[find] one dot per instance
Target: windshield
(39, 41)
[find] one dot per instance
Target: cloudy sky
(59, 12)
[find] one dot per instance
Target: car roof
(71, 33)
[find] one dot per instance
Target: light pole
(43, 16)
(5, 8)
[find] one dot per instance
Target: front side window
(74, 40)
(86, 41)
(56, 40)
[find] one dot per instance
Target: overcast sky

Required work:
Your task is to return the full listing exactly as it was given.

Solved exercise:
[find] one dot per instance
Target: windshield
(39, 41)
[find] one dot per instance
Target: cloudy sky
(59, 12)
[find] one dot per instance
Target: car roof
(71, 33)
[find] one dot per instance
Target: light pole
(43, 16)
(5, 8)
[find] one dot per instance
Target: front side window
(74, 40)
(86, 41)
(56, 40)
[find] one dot per instance
Target: overcast sky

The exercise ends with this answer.